* SOURCE MATERIAL:
● ● ● ● ●
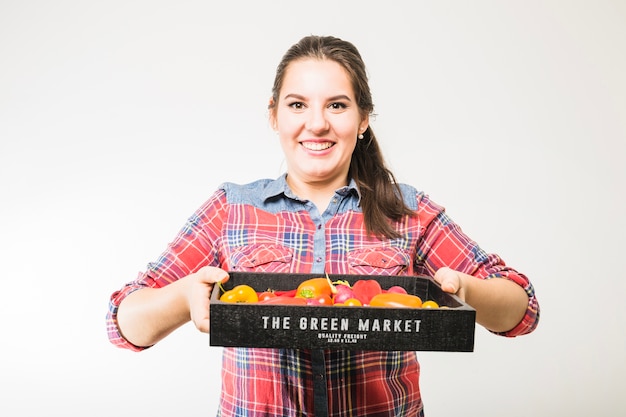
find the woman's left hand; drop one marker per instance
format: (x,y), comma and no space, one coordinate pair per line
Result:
(451,281)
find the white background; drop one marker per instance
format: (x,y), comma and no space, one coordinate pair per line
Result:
(119,118)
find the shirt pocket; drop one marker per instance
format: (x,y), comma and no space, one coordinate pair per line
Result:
(262,258)
(379,261)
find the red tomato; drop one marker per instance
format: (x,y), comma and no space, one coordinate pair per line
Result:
(352,302)
(365,289)
(396,300)
(322,300)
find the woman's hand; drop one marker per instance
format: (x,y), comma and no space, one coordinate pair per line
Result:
(451,281)
(500,304)
(148,315)
(199,294)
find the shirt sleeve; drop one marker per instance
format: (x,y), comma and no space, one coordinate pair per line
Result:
(444,244)
(192,248)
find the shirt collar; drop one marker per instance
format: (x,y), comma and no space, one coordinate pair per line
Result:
(279,186)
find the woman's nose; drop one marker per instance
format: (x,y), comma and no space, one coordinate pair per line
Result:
(317,121)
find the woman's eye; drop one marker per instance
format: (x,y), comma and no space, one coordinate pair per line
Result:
(296,105)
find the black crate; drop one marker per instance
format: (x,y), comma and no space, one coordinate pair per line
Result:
(334,327)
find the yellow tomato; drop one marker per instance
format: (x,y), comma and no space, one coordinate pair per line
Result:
(430,304)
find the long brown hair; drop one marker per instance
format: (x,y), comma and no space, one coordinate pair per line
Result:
(381,198)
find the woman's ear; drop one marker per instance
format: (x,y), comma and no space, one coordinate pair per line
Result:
(272,114)
(364,123)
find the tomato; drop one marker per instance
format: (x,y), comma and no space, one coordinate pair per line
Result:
(266,294)
(430,304)
(314,287)
(288,293)
(343,293)
(322,300)
(240,294)
(396,300)
(397,289)
(350,302)
(285,300)
(365,289)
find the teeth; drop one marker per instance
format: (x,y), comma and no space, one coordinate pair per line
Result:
(316,146)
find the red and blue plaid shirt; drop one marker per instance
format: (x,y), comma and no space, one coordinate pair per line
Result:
(264,227)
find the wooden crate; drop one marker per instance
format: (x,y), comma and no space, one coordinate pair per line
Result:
(334,327)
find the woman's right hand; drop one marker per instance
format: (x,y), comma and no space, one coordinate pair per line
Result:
(199,294)
(148,315)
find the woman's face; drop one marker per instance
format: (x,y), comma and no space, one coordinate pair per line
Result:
(318,121)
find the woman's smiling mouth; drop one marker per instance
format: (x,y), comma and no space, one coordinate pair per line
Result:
(317,146)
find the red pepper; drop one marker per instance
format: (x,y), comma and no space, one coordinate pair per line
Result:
(365,289)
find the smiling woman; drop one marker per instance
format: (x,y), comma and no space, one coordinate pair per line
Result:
(337,209)
(318,121)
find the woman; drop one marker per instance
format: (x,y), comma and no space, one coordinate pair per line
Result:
(337,209)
● ● ● ● ●
* GOAL: Recast every line of the listing above as a Markdown table with two columns, Number and Entry, numbering the rows and skipping blank lines. Omit the picture.

* IN RESPONSE:
| Number | Entry |
|---|---|
| 1 | find the woman's left hand; drop one marker per instance |
| 2 | format: (x,y), comma and no space, one coordinate pair per line |
| 3 | Result: |
| 4 | (451,281) |
| 5 | find the white background; drop one marker per instance |
| 6 | format: (x,y), comma and no space, one coordinate pair per line |
| 7 | Result: |
| 8 | (119,118) |
| 9 | find the shirt pocket; drop one marker per instance |
| 10 | format: (x,y), comma and no space, one coordinate pair per line |
| 11 | Result: |
| 12 | (262,258) |
| 13 | (379,261) |
| 14 | find the red tomato; drop one marker per instance |
| 15 | format: (x,y), comma and no space, one coordinate pair per line |
| 16 | Result: |
| 17 | (352,302) |
| 18 | (365,289) |
| 19 | (396,300) |
| 20 | (322,300) |
| 21 | find the woman's hand; drop one marker per instance |
| 22 | format: (x,y), comma and no space, one coordinate pair per line |
| 23 | Result: |
| 24 | (451,281) |
| 25 | (500,304) |
| 26 | (148,315) |
| 27 | (199,294) |
| 28 | find the shirt sleeve; drop one marker per instance |
| 29 | format: (x,y), comma and no space, one coordinate pair per line |
| 30 | Result: |
| 31 | (444,244) |
| 32 | (192,248) |
| 33 | find the shirt collar; drop one marker per instance |
| 34 | format: (x,y), comma and no space, one coordinate pair per line |
| 35 | Result: |
| 36 | (279,186) |
| 37 | find the woman's nose; drop one marker per instance |
| 38 | format: (x,y), comma and no space, one coordinate pair per line |
| 39 | Result: |
| 40 | (317,121) |
| 41 | find the woman's eye; drop one marker per instance |
| 42 | format: (x,y), comma and no space, one coordinate pair per line |
| 43 | Result: |
| 44 | (296,105) |
| 45 | find the black crate; drop one marker per instance |
| 46 | format: (x,y), comma and no space, one coordinate pair per line |
| 47 | Result: |
| 48 | (334,327) |
| 49 | find the yellow tomato; drop one marker per instance |
| 50 | format: (x,y), comma and no space, one coordinate pair per line |
| 51 | Result: |
| 52 | (430,304) |
| 53 | find the long brown hair; drop one marker per instance |
| 54 | format: (x,y), comma and no space, one coordinate pair per line |
| 55 | Result: |
| 56 | (381,198) |
| 57 | find the woman's ear; drop one marker per instance |
| 58 | format: (x,y), comma and no space, one coordinate pair per line |
| 59 | Result: |
| 60 | (272,114) |
| 61 | (364,123) |
| 62 | find the tomato; drop one marker per instance |
| 63 | format: (x,y), comma and no space, one coordinate pair per line |
| 64 | Result: |
| 65 | (266,294) |
| 66 | (430,304) |
| 67 | (314,287) |
| 68 | (288,293) |
| 69 | (343,293) |
| 70 | (322,300) |
| 71 | (240,294) |
| 72 | (396,300) |
| 73 | (397,289) |
| 74 | (350,302) |
| 75 | (285,300) |
| 76 | (365,289) |
| 77 | find the teeth; drop one marker per instance |
| 78 | format: (x,y), comma and no space, one coordinate pair per line |
| 79 | Result: |
| 80 | (316,146) |
| 81 | find the red and blue plaid shirt; drop one marker per instance |
| 82 | format: (x,y), comma and no space, one coordinate pair per line |
| 83 | Result: |
| 84 | (264,227) |
| 85 | find the wooden crate; drop one marker per instance |
| 86 | format: (x,y), comma and no space, one coordinate pair per line |
| 87 | Result: |
| 88 | (334,327) |
| 89 | find the woman's right hand; drop one marker per instance |
| 90 | format: (x,y), comma and no space, one coordinate pair per line |
| 91 | Result: |
| 92 | (199,294) |
| 93 | (148,315) |
| 94 | find the woman's face; drop one marker per instance |
| 95 | format: (x,y), comma and no space, one coordinate pair per line |
| 96 | Result: |
| 97 | (318,121) |
| 98 | find the woman's smiling mouth; drop one marker per instance |
| 99 | format: (x,y), comma and no space, one coordinate pair per line |
| 100 | Result: |
| 101 | (317,146) |
| 102 | find the red pepper; drop one marker per instance |
| 103 | format: (x,y), comma and no space, one coordinate pair per line |
| 104 | Result: |
| 105 | (365,289) |
| 106 | find the smiling woman; drop one marker per instance |
| 107 | format: (x,y), comma and no space, one coordinate pair per line |
| 108 | Result: |
| 109 | (337,209) |
| 110 | (318,121) |
| 111 | find the woman; drop one marker per instance |
| 112 | format: (x,y), comma and no space, one coordinate pair per line |
| 113 | Result: |
| 114 | (337,209) |